- _TRECHO DO TEXTO_:
....
Em diferentes casos, porém, a Lei de Segurança Nacional já foi utilizada não só pelo governo Bolsonaro, mas pelo próprio STF. A legislação serviu, por exemplo, para fundamentar a prisão do deputado bolsonarista Daniel Silveira (PSL-RJ), após o parlamentar gravar um vídeo com ameaças e insultos a ministros do STF e fazer apologia ao Ato Institucional número 5 (AI-5), o instrumento mais duro de repressão do governo militar. Silveira foi preso no âmbito do inquérito das ameaças, ofensas e fake news contra integrantes da Corte.
A LSN também foi usada para fechar o cerco à militância digital bolsonarista em outro inquérito que atormenta o Planalto: o dos atos antidemocráticos. “Qualquer atentado à democracia afronta a Constituição e a Lei de Segurança Nacional”, escreveu Augusto Aras, ao solicitar a abertura de investigação sobre a organização e o financiamento das manifestações que pediam intervenção militar e o fechamento do Congresso e do STF.
A lei serviu, ainda, para a Polícia Civil do Rio intimar o youtuber Felipe Neto (após o influenciador digital chamar Bolsonaro de “genocida”) e para o Ministério da Justiça pedir a investigação da publicação de uma charge na qual Bolsonaro aparece transformando a cruz vermelha (símbolo de hospitais) na suástica nazista. O Ministério da Justiça também solicitou abertura de inquérito contra o colunista Hélio Schwartsman por ele ter escrito artigo no jornal Folha de S.Paulo intitulado “Por que torço para que Bolsonaro morra”.
Régua
Segundo interlocutores de Bolsonaro, é importante que o Supremo se manifeste sobre a validade da Lei de Segurança Nacional e garanta segurança jurídica. Aliados do presidente, no entanto, destacam que o tribunal deve criar “uma régua”, que valha não apenas para o uso que o governo faz da LSN, mas que sirva para o próprio STF. Na avaliação do governo, não há uso excessivo da legislação.
O número de procedimentos abertos pela Polícia Federal para apurar supostos delitos contra a segurança nacional, no entanto, aumentou 285% nos dois primeiros anos do governo Bolsonaro, quando se compara o mesmo período das gestões Dilma Rousseff e Michel Temer, conforme informou o Estadão. Entre 2015 e 2016 houve um total de 20 inquéritos. Na primeira metade da administração Bolsonaro, o número saltou para 77 investigações.
....
- _DADOS FORNECIDOS_:
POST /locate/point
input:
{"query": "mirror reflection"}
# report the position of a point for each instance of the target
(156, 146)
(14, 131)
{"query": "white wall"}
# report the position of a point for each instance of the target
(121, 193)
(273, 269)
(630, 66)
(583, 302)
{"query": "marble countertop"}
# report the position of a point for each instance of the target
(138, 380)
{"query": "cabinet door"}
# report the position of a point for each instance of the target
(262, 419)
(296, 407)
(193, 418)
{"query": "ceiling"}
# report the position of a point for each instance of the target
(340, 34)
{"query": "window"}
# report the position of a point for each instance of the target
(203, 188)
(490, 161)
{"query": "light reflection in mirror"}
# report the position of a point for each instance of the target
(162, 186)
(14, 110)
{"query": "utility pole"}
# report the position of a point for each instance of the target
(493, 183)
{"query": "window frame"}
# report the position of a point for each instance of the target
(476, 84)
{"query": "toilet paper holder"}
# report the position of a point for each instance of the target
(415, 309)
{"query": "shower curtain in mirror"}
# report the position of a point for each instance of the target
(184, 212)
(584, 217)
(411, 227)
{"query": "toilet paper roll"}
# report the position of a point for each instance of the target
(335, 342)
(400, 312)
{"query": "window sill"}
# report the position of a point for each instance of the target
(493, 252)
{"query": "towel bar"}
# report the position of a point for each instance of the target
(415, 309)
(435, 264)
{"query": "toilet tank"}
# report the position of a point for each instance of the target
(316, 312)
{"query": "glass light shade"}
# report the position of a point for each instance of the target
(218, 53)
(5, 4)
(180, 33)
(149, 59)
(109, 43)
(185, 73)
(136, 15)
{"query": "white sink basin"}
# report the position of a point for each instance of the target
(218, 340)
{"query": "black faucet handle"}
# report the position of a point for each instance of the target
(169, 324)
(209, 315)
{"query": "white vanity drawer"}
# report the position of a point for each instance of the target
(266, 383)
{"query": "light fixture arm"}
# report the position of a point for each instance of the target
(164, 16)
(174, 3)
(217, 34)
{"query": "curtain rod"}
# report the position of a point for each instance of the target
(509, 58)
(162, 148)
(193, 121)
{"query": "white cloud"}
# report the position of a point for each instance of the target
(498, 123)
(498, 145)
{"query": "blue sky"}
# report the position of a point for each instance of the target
....
- _CONJUNTO DE EXERCÍCIOS_:
A: Liste, na ordem em que aparecem, todas as pessoas citadas pelo nome no trecho sobre a Lei de Segurança Nacional.
B: Copie do trecho sobre a Lei de Segurança Nacional a passagem que começa em "Em diferentes casos, porém, a" e segue até "integrantes da Corte.".

- _RESPOSTAS NUMERADAS_:
A:
Bolsonaro
Daniel Silveira
Augusto Aras
Felipe Neto
Hélio Schwartsman
Dilma Rousseff
Michel Temer

B:
Em diferentes casos, porém, a Lei de Segurança Nacional já foi utilizada não só pelo governo Bolsonaro, mas pelo próprio STF. A legislação serviu, por exemplo, para fundamentar a prisão do deputado bolsonarista Daniel Silveira (PSL-RJ), após o parlamentar gravar um vídeo com ameaças e insultos a ministros do STF e fazer apologia ao Ato Institucional número 5 (AI-5), o instrumento mais duro de repressão do governo militar. Silveira foi preso no âmbito do inquérito das ameaças, ofensas e fake news contra integrantes da Corte.